* **Directions**
Each line below that contains "with" should be counted. Give only the total.

* **Collected data entries**

··········

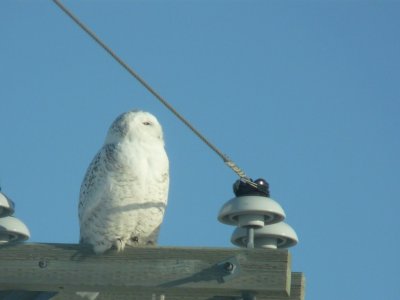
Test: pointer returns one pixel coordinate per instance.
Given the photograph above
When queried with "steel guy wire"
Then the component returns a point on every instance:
(224, 157)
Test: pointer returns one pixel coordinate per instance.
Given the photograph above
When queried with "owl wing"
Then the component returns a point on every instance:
(94, 183)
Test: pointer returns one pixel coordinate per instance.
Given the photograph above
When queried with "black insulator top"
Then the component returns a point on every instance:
(248, 187)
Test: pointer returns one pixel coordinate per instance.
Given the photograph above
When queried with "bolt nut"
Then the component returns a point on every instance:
(42, 264)
(229, 267)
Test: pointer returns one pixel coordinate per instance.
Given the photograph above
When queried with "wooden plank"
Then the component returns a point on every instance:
(144, 270)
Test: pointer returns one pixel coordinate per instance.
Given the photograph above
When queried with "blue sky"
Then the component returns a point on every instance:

··········

* **Final answer**
6